## INSTRUCTIONS TO FOLLOW:
Reproduce the rows below verbatim, beginning with the line that contains "Can you see the front wheel" and ending with the line that contains "column 2, row 102", both lines included. Output nothing else.

## ENTRIES SUPPLIED:
--- Start ---
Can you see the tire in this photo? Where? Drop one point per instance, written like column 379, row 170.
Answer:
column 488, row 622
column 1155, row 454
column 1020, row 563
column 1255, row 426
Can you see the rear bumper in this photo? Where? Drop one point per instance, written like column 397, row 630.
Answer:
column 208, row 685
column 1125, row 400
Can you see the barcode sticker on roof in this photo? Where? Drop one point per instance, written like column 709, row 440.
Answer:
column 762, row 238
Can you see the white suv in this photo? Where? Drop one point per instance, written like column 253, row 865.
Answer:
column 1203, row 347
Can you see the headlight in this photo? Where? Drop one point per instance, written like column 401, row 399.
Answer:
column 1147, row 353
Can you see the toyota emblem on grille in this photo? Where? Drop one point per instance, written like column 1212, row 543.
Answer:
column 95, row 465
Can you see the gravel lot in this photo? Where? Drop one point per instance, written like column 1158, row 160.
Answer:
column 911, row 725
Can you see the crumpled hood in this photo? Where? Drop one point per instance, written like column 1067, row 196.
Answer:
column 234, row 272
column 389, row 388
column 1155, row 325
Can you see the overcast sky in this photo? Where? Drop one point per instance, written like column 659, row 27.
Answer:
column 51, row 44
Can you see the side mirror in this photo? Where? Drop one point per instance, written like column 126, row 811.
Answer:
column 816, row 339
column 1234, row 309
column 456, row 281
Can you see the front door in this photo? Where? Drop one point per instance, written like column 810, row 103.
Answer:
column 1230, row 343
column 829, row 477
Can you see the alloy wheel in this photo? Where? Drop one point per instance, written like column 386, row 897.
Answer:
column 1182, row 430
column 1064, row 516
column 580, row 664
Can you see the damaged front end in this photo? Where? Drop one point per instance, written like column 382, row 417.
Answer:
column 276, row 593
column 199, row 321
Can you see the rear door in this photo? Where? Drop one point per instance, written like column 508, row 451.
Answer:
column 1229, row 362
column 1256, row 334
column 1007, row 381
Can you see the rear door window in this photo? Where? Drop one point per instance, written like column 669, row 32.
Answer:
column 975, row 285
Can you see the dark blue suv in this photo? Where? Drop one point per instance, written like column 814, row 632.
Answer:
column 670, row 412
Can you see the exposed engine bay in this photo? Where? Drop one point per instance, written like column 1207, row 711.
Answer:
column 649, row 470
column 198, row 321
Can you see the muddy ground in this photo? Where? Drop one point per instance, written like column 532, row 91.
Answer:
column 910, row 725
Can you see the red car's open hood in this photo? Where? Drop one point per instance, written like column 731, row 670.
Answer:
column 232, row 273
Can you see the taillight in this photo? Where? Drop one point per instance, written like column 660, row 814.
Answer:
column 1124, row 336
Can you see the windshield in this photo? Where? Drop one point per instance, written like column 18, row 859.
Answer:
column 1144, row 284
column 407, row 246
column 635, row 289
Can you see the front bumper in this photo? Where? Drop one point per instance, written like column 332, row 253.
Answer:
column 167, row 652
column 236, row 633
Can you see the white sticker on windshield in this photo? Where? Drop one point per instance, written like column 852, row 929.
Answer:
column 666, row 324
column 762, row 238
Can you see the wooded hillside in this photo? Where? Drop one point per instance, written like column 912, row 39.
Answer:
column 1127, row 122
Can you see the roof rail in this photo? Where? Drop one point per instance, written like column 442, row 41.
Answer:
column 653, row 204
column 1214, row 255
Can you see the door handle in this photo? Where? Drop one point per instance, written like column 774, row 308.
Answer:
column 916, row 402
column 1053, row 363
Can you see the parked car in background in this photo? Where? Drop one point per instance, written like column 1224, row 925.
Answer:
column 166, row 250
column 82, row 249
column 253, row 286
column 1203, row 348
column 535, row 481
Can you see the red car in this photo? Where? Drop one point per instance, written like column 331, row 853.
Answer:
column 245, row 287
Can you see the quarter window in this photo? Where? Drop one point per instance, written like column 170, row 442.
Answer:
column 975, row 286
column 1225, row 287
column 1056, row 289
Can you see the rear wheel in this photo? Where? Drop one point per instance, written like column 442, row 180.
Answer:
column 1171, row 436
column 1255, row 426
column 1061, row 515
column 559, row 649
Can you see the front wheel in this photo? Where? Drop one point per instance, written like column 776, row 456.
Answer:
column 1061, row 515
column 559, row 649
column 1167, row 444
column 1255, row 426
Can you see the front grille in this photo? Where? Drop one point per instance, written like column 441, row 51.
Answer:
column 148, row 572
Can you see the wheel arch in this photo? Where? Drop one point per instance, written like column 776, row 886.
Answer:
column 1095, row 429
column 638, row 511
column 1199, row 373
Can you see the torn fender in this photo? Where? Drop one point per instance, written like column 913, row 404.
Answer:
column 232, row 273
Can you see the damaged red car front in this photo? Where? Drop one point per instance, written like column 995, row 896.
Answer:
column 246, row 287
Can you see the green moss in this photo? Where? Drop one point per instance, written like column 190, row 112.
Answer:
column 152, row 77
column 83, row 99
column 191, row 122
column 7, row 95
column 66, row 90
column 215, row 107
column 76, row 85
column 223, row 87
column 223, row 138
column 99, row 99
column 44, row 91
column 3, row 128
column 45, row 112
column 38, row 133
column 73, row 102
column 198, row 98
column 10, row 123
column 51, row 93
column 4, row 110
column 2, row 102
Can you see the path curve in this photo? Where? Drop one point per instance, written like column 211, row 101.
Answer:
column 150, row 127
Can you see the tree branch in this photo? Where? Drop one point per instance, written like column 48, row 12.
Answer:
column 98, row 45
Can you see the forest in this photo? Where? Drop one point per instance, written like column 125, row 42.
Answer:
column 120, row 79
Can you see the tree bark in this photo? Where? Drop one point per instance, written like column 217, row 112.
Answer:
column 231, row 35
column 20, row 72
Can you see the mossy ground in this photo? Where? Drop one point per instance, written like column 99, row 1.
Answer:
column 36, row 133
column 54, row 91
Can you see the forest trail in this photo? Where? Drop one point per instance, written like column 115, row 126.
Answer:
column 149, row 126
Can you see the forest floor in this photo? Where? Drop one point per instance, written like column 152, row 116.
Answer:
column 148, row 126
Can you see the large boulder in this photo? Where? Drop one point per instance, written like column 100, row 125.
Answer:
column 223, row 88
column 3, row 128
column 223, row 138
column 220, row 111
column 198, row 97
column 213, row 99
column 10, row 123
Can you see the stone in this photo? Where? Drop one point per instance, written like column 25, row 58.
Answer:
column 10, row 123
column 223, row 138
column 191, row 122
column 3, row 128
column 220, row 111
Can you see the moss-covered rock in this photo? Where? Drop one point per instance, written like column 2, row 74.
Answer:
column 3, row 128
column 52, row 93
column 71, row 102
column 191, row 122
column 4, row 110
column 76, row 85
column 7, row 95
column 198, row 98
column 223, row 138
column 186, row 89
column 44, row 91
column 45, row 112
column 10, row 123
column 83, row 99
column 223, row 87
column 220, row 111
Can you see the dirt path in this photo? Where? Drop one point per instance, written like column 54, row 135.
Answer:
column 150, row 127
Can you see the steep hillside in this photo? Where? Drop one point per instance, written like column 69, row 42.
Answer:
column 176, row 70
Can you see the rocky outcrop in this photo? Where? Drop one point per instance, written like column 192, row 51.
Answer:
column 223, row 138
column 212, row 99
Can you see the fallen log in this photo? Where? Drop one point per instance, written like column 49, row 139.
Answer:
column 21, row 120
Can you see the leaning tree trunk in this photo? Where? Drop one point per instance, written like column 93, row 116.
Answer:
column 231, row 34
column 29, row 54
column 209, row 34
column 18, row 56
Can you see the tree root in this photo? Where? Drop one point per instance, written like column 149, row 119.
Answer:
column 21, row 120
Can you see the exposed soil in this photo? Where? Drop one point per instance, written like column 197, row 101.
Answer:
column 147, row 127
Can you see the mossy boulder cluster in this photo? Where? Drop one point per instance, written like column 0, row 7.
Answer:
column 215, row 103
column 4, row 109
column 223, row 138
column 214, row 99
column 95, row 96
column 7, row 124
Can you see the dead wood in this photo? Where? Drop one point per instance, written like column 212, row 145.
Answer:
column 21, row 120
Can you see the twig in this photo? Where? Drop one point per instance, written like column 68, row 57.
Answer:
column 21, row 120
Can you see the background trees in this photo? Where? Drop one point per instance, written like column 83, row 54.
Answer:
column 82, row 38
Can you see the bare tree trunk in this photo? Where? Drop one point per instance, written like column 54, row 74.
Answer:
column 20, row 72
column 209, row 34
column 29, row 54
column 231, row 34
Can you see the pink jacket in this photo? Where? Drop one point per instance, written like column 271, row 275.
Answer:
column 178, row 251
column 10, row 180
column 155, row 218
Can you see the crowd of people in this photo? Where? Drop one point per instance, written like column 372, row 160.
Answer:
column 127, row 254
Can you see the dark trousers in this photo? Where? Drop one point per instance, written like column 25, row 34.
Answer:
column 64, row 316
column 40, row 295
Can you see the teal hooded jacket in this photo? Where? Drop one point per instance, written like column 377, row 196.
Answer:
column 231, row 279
--- End ---
## EXPECTED ANSWER:
Can you see the front wheel in this photo? Where? Drop one point per instance, written like column 776, row 456.
Answer:
column 1061, row 515
column 559, row 649
column 1167, row 444
column 1255, row 426
Can you see the front grille in this photo? Where? Drop one point per instance, written like column 441, row 51.
Answer:
column 148, row 572
Can you see the wheel arch in this photo? Where? Drop one point per instance, written like column 776, row 886.
Answer:
column 1095, row 429
column 638, row 511
column 1199, row 373
Can you see the torn fender in this photo? Where? Drop one point per instance, written like column 913, row 404.
Answer:
column 232, row 273
Can you see the damaged red car front in this photo? Where? Drop one point per instance, written like column 995, row 896.
Answer:
column 246, row 287
Can you see the green moss in this photo? Where? Drop one point per instance, written like column 190, row 112.
Answer:
column 152, row 77
column 83, row 99
column 191, row 122
column 7, row 95
column 66, row 90
column 215, row 107
column 76, row 85
column 223, row 87
column 223, row 138
column 99, row 99
column 44, row 91
column 3, row 128
column 45, row 112
column 38, row 133
column 73, row 102
column 198, row 98
column 10, row 123
column 51, row 93
column 4, row 110
column 2, row 102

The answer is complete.